The more you know: Pharmaceutical manufacturers can register with Customs and Border Protection (CBP) for a fee of $190 (good for 10 years!) to help the agency in seizing their counterfeit medical products during importation. This registration gives CBP access to the trademark and copyright for drugs, meaning that it’s easier for them to seize items (fewer hoops to jump through) when they are suspected of being fakes.
HDA’s Pharmaceutical Cargo Security Coalition (PCSC) recently held its 2018 Educational Seminar in New Jersey in May. At the event, Tony Orosz, Assistant Director of the Pharmaceutical, Health and Chemical Center of Excellence and Expertise, U.S. Department of Homeland Security, explained that CBP can also alert the manufacturer when counterfeits are spotted. In some cases, manufacturers have been able to visit the center to help identify whether goods are counterfeit.
It’s a worthwhile investment—amounting to under $20 per year—for intel on whether people are counterfeiting or diverting a manufacturer’s goods and where those items are headed.
Orosz was clear in his message that CBP is open to connecting with the healthcare industry to learn about their products and packaging; they maintain the aforementioned “Center of Excellence and Expertise” (CEE) dedicated to the pharmaceutical industry for questions surrounding imports and exports.
Customer and Border Protection runs ten CEEs around the U.S., each specializing in a different industry such as electronics, agriculture, consumer products and machinery. These centers are part of the CBP’s focus on “Trade in the 21st Century,” aligning with modern business practices, zeroing in on industry-specific issues and tailoring their support.
Each CEE is located in an area somewhat central to the industry they concentrate on. The CEE for pharmaceuticals, health and chemicals is located in New York, serving the northeast corridor, home to many healthcare manufacturers.
“Enforcement is becoming our biggest focus by far,” said Orosz. There are significant amounts of counterfeit drugs entering ports each day, trying to pass for Viagra, painkillers and many more. Some counterfeits labeled as popular drugs have been found to contain rat poison, sawdust and lead-based paint.

> Provided data:

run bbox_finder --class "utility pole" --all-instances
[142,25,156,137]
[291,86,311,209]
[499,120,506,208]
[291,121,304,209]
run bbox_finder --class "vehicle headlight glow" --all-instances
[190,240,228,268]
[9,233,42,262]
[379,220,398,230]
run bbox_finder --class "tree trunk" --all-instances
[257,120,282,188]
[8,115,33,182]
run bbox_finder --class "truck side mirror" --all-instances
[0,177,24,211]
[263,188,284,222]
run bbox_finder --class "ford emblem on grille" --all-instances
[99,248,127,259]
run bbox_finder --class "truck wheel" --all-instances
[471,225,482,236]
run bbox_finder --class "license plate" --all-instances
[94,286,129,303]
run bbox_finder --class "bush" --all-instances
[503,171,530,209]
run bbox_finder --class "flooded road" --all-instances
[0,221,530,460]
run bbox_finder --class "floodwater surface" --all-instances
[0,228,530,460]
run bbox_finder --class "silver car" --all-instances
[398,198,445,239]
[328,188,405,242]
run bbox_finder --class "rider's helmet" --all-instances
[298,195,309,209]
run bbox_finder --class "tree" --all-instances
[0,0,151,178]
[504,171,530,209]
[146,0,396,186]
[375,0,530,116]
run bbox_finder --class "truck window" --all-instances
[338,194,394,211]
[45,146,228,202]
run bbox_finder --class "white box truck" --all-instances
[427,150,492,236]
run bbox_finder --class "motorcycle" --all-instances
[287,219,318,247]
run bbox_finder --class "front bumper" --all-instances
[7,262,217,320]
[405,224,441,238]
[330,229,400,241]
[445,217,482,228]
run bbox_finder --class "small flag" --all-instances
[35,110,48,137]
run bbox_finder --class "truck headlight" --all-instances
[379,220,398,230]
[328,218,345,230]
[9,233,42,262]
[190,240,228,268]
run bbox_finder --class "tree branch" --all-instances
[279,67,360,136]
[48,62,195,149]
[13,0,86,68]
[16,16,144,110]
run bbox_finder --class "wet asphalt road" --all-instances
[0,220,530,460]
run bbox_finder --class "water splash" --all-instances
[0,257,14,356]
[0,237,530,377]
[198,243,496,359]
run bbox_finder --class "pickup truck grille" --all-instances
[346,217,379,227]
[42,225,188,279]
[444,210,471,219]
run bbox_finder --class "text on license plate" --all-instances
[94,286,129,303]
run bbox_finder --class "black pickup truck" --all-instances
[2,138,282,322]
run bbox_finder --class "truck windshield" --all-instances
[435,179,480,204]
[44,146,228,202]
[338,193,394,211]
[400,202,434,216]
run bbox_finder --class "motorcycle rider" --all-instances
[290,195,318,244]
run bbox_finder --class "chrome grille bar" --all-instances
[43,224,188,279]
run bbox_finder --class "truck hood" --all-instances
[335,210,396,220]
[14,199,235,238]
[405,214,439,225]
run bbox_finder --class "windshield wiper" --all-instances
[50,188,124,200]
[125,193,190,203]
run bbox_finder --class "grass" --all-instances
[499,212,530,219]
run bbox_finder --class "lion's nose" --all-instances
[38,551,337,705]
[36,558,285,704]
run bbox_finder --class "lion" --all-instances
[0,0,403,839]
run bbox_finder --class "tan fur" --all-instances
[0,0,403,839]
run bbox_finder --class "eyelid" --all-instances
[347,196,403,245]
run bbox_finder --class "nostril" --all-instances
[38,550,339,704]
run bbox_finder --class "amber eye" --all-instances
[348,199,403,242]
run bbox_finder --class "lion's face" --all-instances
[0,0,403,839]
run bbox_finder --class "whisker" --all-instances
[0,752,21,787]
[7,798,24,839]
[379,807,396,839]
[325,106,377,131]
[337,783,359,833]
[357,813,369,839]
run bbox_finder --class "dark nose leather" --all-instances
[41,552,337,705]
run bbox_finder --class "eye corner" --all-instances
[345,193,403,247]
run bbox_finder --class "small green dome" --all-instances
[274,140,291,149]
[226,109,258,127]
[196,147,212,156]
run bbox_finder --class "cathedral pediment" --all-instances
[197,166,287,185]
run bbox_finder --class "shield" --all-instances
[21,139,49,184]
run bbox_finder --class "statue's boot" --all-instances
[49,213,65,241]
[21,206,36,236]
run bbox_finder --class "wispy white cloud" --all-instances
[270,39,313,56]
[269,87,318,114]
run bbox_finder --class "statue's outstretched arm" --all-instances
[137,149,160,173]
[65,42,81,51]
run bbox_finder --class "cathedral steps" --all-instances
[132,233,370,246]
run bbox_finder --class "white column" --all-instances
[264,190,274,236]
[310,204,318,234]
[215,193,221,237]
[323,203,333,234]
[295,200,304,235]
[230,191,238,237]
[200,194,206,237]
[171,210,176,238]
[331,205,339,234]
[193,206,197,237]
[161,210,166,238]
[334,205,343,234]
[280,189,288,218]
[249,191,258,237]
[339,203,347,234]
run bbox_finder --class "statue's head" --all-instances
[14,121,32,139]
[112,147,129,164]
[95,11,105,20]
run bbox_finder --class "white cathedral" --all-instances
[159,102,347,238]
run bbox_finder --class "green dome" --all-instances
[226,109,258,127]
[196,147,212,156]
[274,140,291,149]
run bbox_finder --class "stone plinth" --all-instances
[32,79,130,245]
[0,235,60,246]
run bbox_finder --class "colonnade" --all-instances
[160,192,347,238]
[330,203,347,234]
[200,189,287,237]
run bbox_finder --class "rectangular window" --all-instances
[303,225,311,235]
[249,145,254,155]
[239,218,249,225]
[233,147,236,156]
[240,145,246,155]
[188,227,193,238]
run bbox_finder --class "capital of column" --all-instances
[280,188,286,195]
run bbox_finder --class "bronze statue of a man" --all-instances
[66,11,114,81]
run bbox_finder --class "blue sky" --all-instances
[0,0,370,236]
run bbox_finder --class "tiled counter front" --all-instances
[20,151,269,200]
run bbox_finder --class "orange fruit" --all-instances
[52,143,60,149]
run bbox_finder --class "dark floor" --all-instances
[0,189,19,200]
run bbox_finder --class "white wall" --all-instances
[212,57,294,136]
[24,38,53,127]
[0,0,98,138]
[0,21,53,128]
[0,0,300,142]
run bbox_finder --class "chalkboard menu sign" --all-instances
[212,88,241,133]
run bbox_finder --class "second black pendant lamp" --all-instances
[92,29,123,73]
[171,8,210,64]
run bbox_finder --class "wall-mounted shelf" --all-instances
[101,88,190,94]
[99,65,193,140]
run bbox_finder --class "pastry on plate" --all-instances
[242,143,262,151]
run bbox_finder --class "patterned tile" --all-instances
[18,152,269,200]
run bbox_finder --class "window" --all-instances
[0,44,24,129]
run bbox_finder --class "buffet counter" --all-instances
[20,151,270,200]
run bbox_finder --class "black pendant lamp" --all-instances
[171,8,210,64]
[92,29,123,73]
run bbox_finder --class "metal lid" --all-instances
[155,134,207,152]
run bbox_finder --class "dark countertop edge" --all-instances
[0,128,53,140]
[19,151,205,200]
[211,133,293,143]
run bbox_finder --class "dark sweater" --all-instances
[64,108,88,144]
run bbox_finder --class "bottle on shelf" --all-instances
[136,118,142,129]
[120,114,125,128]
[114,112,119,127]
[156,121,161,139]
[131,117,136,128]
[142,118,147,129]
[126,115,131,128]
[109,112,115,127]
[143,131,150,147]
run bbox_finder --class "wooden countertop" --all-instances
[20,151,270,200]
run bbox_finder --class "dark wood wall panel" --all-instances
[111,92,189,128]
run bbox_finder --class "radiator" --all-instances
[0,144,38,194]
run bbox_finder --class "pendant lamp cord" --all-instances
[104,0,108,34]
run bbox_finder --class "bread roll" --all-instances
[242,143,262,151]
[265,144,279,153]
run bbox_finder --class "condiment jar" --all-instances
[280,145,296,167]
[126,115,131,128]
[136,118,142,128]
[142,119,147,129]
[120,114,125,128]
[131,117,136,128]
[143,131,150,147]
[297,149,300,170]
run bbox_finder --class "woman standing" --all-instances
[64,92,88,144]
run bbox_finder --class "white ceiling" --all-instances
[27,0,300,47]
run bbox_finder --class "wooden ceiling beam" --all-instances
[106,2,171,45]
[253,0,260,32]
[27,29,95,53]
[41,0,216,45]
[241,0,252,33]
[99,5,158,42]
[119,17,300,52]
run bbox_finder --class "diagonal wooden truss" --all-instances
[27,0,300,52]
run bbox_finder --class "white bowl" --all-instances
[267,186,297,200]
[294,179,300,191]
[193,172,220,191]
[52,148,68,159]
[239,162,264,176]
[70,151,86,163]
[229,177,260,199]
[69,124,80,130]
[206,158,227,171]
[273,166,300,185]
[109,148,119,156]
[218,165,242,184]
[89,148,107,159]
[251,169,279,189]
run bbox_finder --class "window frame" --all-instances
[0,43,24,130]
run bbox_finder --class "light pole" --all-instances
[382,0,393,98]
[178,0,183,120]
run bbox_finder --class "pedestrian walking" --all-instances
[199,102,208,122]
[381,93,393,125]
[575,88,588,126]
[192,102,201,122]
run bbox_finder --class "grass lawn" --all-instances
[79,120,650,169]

> What you need to do:
a – Using the article on counterfeit pharmaceuticals, decide whether each statement agrees with it. Answer yes or no for each, quoting the deciding words. (i) Registering with CBP costs $190 and the registration lasts 10 years. (ii) The CEE for pharmaceuticals, health and chemicals is located in New Jersey. (iii) CBP operates five CEEs in the U.S.
b – According to the article on counterfeit pharmaceuticals, what have some counterfeits labeled as popular drugs been found to contain?
c – Extend the article on counterfeit pharmaceuticals, starting after its last sentence.
The items are separate material and have no connection to the article on counterfeit pharmaceuticals.

> Written answers:
a –
(i) Yes: "for a fee of $190 (good for 10 years!)"
(ii) No: "is located in New York, serving the northeast corridor"
(iii) No: "runs ten CEEs around the U.S."

b – Rat poison, sawdust and lead-based paint.

c –
“We need to be trained on what your drugs and patents are. Purdue put together a comprehensive product guide that included descriptions of the pills and packaging,” he said. Other pharma brands have provided training to CBP personnel. The product education is helpful “so we can see what is legit and what isn’t. When you register your trademark and copyright with us for ten years, we can look it up in our database, and it gives us permission to seize the goods when they don’t match up.”
And how does serialization factor in? Orosz noted that unique identifiers on drugs help CBP in their efforts to fight counterfeits. When a package is suspect, the agency can reach out to the pharmaceutical manufacturer with the lot numbers to determine if they are legitimate. Additionally, if the number corresponds with a batch that’s meant for another region, such as Europe, but it shows up in New York, that can be a red flag to the manufacturer that product is being diverted from its intended market.
Orosz said that manufacturers interested in registering should contact the CEE for Pharmaceuticals, Health and Chemicals. Visit their directory here or view the Intellectual Property Rights e-Recordation (IPRR) application.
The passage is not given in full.